_Requirement 1_
In the disaster preparedness column, from where was the county's Emergency Operations Center moved?
_Requirement 2_
Please quote the disaster preparedness column starting with "Guest Column" and going on through "families, and communities.".

_Source excerpt_
-.-.-

The Edwards Agency


Guest Column

Disaster preparedness

disaster preparedness by Eric Holdeman, CEM
While fires, floods, storms, and earthquakes seem to take place thousands of miles away, it is my job as King County's new Emergency Manager to give you a wake-up call. A disaster, especially a devastating earthquake, is possible in our lifetimes here in King County, and we'd better get prepared as individuals, families, and communities.
   King County government is doing its part to protect and serve citizens. The Executive and County Council have taken an active interest in emergency preparedness by moving the county's Emergency Operations Center from the seismically unstable County Courthouse to a remodeled facility outside the downtown core. Increased funding for emergency preparedness is needed to further enhance our regional preparedness. But in comparison with the potential devastation of catastrophic earthquake, these measures are like baling water with a thimble.

-.-.-

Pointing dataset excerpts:
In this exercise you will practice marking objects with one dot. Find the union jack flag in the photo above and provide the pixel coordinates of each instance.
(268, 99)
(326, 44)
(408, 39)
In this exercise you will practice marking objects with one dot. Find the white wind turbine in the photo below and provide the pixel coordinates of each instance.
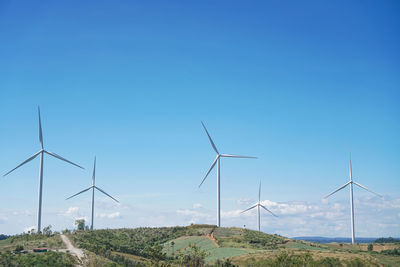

-.-.-

_Complete output 1_
From the seismically unstable County Courthouse.

_Complete output 2_
Guest Column

Disaster preparedness

disaster preparedness by Eric Holdeman, CEM
While fires, floods, storms, and earthquakes seem to take place thousands of miles away, it is my job as King County's new Emergency Manager to give you a wake-up call. A disaster, especially a devastating earthquake, is possible in our lifetimes here in King County, and we'd better get prepared as individuals, families, and communities.